Try it:
Look through the entries for the string "below", and copy each line that holds it.

BEGIN Exercise input

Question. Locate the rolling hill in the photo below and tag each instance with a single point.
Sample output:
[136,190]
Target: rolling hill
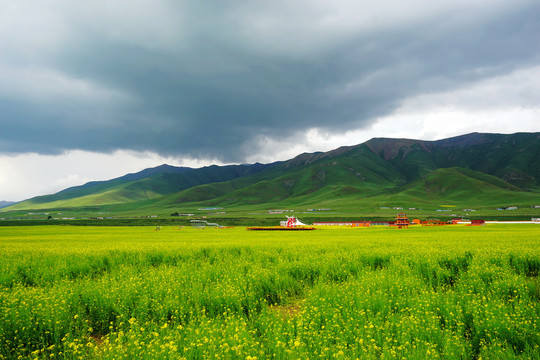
[475,169]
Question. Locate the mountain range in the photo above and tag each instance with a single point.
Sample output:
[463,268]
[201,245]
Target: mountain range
[476,169]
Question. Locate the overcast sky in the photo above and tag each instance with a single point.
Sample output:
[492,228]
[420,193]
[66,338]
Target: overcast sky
[94,90]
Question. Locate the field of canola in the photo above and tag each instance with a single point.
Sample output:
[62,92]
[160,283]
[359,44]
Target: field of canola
[452,292]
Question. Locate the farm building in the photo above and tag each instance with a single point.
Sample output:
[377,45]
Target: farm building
[402,221]
[478,222]
[351,223]
[433,222]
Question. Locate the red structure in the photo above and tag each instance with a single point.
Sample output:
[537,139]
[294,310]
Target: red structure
[402,221]
[433,222]
[478,222]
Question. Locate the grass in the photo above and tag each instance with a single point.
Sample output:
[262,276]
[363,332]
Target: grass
[132,292]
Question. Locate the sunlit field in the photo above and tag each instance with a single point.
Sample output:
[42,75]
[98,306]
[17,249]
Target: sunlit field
[453,292]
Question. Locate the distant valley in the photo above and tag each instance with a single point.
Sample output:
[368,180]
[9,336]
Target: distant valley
[476,169]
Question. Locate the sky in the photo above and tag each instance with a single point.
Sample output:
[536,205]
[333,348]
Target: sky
[95,90]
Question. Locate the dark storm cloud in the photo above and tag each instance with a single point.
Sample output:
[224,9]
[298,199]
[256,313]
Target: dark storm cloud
[208,81]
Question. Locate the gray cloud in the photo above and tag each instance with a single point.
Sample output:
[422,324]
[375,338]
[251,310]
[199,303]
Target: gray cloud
[204,79]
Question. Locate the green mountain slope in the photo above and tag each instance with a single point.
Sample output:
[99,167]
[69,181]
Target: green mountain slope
[477,168]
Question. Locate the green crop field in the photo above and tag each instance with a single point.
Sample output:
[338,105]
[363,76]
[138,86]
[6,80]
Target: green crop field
[452,292]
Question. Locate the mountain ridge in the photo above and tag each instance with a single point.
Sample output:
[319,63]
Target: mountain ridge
[376,167]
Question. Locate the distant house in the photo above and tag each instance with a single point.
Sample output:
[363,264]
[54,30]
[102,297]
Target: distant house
[402,221]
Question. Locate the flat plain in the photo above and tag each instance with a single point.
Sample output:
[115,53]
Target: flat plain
[451,292]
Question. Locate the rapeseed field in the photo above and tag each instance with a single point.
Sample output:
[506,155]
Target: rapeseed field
[451,292]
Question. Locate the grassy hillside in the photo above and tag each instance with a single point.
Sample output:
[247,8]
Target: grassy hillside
[473,170]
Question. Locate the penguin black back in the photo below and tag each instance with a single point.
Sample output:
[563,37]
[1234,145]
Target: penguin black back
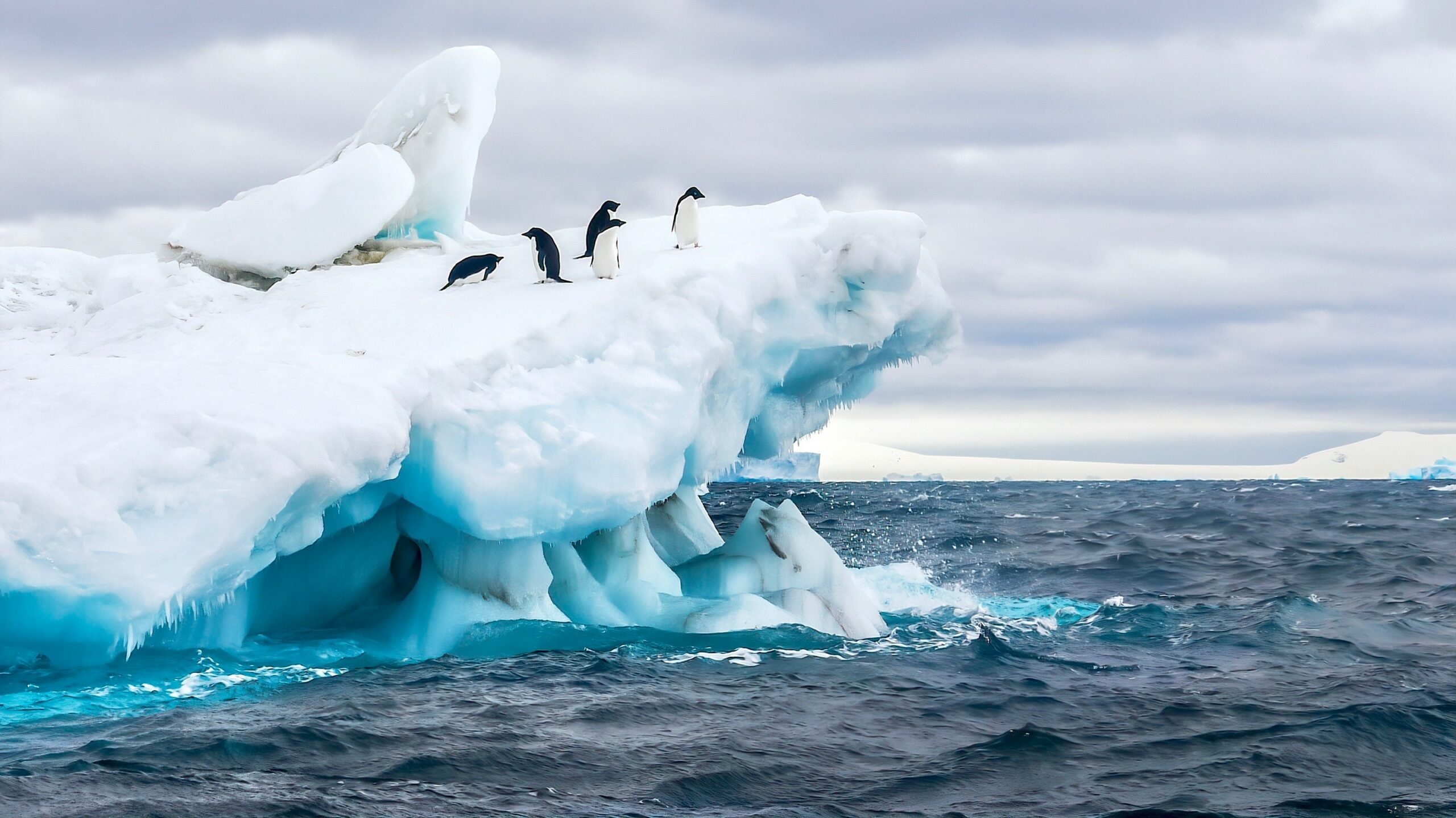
[597,225]
[471,265]
[548,257]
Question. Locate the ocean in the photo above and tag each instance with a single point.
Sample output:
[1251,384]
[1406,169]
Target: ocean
[1194,648]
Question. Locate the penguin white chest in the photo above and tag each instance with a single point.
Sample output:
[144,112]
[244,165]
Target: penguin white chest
[605,259]
[686,223]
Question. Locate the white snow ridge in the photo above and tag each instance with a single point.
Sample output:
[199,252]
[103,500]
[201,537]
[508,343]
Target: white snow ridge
[191,462]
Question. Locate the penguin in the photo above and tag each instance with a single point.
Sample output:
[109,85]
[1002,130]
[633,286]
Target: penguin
[548,258]
[471,265]
[685,219]
[606,258]
[597,225]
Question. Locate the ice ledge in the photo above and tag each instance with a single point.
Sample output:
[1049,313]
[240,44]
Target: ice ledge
[184,433]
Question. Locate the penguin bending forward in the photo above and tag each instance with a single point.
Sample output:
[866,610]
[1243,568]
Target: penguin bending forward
[548,258]
[471,265]
[685,219]
[606,258]
[597,225]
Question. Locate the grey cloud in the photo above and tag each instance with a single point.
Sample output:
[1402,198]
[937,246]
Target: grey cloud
[1136,204]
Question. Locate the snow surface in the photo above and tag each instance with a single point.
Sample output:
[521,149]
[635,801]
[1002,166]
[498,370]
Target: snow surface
[407,173]
[436,118]
[190,462]
[306,220]
[1385,456]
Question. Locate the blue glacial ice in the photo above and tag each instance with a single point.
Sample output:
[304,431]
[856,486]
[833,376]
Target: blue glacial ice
[191,463]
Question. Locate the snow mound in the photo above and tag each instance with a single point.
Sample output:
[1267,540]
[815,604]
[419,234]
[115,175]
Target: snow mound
[353,449]
[306,220]
[436,118]
[408,173]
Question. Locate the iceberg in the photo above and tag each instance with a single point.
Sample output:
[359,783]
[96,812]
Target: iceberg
[405,175]
[1443,469]
[191,463]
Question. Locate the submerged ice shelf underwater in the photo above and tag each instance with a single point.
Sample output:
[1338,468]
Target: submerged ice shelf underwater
[354,450]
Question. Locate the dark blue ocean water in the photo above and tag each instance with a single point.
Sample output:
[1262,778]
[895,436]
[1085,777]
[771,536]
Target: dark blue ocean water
[1263,648]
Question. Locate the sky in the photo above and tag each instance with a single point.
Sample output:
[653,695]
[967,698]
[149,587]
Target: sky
[1174,232]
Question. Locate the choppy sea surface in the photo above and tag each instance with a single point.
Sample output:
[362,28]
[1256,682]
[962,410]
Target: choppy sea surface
[1200,648]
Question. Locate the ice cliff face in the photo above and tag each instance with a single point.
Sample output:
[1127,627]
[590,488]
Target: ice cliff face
[407,175]
[190,462]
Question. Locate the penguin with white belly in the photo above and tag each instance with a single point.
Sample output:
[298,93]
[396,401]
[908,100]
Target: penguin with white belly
[606,258]
[685,219]
[548,258]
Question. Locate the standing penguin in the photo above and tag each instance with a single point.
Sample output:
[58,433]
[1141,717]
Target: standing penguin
[685,219]
[548,258]
[597,225]
[471,265]
[606,258]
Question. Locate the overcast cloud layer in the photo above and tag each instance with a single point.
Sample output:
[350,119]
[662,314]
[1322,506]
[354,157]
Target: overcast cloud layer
[1176,232]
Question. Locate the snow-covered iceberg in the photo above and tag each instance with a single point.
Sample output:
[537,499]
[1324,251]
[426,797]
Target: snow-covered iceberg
[407,173]
[191,462]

END Exercise input

Solution:
Question. Locate the rolling hill in the photo below and tag each instance with a single point.
Question. Locate the penguin black back in the photo below and tag each instance with a single point.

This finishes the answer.